WORK INSTRUCTIONS:
Write down, unchanged, the entries from the first line through the line holding "303L72 300H69ZM76 312L78". Include no other line.

Segmentation mask data

□ □ □

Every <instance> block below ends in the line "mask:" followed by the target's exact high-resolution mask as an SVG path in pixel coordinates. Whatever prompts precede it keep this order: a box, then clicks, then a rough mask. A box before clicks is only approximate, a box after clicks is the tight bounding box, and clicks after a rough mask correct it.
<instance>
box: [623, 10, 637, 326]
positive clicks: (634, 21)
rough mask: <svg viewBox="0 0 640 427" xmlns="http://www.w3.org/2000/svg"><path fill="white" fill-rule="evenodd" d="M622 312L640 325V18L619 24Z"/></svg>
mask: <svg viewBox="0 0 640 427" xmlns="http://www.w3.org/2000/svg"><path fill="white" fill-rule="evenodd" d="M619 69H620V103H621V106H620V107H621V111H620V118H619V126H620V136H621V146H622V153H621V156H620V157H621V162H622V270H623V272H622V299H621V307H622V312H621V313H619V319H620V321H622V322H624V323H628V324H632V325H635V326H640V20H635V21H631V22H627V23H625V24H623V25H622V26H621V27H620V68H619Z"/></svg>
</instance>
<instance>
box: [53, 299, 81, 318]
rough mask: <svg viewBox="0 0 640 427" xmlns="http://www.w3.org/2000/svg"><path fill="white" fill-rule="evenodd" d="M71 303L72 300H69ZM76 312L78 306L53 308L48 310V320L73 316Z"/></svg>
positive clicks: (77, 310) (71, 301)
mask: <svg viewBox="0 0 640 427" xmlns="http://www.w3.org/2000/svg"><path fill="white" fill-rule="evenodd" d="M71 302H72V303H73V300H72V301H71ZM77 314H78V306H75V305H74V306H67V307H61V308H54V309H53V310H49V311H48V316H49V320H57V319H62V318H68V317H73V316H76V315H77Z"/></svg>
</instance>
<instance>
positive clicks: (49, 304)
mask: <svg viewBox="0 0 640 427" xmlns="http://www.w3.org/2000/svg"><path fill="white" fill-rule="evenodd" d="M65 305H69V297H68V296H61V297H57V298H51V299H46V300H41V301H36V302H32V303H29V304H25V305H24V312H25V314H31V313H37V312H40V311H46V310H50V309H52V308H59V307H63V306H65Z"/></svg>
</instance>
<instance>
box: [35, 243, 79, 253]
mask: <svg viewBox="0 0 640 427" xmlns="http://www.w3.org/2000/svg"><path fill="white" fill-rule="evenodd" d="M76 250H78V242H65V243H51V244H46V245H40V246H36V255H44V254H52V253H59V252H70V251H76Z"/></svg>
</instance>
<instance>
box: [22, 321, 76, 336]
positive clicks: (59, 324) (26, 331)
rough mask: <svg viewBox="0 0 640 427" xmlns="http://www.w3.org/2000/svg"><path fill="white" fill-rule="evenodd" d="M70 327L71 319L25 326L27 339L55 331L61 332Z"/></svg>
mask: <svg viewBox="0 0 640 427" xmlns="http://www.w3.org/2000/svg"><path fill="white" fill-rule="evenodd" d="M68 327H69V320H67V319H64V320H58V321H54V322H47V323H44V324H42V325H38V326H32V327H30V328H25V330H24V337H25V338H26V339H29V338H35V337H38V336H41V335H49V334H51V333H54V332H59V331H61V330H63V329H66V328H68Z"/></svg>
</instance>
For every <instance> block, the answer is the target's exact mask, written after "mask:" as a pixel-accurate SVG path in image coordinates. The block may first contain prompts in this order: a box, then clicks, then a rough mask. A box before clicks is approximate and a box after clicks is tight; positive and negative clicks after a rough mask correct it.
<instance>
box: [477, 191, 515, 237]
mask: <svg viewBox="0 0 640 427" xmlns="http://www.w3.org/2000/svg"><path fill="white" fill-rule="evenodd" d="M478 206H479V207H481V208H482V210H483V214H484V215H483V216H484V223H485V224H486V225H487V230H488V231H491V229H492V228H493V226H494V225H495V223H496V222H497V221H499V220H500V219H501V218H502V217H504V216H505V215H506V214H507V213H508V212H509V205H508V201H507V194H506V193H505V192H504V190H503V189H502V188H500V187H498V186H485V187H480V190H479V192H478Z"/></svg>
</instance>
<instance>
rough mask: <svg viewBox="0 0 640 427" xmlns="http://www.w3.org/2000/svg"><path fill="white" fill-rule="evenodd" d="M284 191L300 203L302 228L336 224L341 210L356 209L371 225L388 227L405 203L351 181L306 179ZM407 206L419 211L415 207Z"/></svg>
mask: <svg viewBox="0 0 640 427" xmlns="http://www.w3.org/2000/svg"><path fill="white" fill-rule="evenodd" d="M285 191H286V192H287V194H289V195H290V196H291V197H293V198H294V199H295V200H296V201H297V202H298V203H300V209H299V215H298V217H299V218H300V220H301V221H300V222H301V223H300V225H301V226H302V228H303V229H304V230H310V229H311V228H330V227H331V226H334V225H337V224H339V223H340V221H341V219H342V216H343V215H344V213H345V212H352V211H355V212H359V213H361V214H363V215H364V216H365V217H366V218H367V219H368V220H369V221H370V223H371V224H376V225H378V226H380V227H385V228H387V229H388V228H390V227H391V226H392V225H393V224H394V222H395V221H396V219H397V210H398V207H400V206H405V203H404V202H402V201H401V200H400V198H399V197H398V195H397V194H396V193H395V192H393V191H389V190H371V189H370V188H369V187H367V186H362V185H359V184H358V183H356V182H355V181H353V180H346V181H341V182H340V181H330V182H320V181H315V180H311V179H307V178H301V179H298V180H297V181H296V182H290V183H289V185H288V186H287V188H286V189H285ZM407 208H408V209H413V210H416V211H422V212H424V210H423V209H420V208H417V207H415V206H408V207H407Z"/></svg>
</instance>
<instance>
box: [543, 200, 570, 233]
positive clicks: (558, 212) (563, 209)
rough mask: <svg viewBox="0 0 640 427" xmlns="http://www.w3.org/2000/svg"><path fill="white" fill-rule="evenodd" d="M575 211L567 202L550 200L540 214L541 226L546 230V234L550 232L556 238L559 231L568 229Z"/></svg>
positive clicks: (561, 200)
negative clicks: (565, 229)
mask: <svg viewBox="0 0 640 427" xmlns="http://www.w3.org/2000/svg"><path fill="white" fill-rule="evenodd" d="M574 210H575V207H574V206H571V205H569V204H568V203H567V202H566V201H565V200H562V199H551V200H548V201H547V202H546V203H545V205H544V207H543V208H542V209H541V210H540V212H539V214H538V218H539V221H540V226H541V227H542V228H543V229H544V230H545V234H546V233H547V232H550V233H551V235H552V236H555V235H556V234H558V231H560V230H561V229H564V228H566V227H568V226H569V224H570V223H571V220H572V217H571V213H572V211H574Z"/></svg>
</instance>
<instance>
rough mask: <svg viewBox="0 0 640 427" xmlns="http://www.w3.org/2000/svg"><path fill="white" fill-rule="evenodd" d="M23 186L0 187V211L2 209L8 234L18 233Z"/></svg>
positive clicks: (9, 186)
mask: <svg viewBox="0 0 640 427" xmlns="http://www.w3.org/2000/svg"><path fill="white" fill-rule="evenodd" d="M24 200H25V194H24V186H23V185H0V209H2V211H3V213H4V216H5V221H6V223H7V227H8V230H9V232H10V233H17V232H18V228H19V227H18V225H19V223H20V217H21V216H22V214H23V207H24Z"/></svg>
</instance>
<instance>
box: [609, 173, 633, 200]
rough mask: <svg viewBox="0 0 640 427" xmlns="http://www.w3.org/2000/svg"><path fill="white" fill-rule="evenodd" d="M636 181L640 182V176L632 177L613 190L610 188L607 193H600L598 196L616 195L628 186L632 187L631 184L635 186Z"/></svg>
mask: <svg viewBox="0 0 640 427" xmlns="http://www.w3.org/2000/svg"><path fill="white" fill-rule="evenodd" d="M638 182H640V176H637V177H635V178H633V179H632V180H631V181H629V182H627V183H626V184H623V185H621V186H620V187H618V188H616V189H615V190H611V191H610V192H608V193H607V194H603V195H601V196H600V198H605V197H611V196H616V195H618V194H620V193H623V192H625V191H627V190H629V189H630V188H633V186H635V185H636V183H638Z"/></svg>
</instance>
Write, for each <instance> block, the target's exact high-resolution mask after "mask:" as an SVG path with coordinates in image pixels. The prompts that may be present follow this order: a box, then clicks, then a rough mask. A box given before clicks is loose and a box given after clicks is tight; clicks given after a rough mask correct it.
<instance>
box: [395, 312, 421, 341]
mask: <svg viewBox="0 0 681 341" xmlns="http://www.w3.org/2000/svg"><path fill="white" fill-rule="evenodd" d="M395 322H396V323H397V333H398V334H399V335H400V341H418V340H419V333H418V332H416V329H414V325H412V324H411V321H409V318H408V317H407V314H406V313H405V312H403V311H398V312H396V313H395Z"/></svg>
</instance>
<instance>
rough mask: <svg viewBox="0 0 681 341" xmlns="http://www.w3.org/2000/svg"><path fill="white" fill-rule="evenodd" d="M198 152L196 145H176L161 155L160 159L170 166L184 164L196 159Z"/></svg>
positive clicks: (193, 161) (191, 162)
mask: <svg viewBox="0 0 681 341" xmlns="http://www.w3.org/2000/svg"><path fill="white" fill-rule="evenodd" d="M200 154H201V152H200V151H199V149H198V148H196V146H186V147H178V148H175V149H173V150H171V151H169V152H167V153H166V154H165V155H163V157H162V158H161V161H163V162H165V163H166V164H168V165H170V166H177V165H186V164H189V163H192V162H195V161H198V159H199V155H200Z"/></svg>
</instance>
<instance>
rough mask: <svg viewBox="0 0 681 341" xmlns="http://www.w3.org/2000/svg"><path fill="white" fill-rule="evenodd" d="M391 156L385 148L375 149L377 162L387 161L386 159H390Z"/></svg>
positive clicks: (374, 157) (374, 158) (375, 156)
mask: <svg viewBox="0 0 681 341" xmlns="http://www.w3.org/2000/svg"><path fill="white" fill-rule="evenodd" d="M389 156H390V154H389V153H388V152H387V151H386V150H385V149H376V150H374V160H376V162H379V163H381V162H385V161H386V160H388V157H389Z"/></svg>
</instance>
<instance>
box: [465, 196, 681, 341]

□ □ □

RESPONSE FOR THIS EXERCISE:
Every <instance> block below ends in the line "mask:" followed by the target's exact high-resolution mask as an SVG path in pixel coordinates. Whatever prompts precede it keep this order: a box, then clicks, then a rough mask. A box before clicks is only approximate, a box after clicks is the tight bounding box, and clicks after a rough mask correct it.
<instance>
box: [623, 10, 637, 326]
positive clicks: (634, 21)
rough mask: <svg viewBox="0 0 640 427" xmlns="http://www.w3.org/2000/svg"><path fill="white" fill-rule="evenodd" d="M622 312L640 325V18L619 24Z"/></svg>
mask: <svg viewBox="0 0 640 427" xmlns="http://www.w3.org/2000/svg"><path fill="white" fill-rule="evenodd" d="M619 69H620V103H621V106H620V107H621V111H620V118H619V126H620V136H621V146H622V153H621V156H620V157H621V162H622V270H623V272H622V299H621V307H622V312H621V313H619V319H620V321H622V322H624V323H628V324H632V325H635V326H640V20H635V21H631V22H627V23H625V24H623V25H622V26H621V27H620V68H619Z"/></svg>
</instance>
<instance>
box: [53, 299, 81, 318]
rough mask: <svg viewBox="0 0 640 427" xmlns="http://www.w3.org/2000/svg"><path fill="white" fill-rule="evenodd" d="M71 303L72 300H69ZM76 312L78 306L53 308L48 310V320L73 316Z"/></svg>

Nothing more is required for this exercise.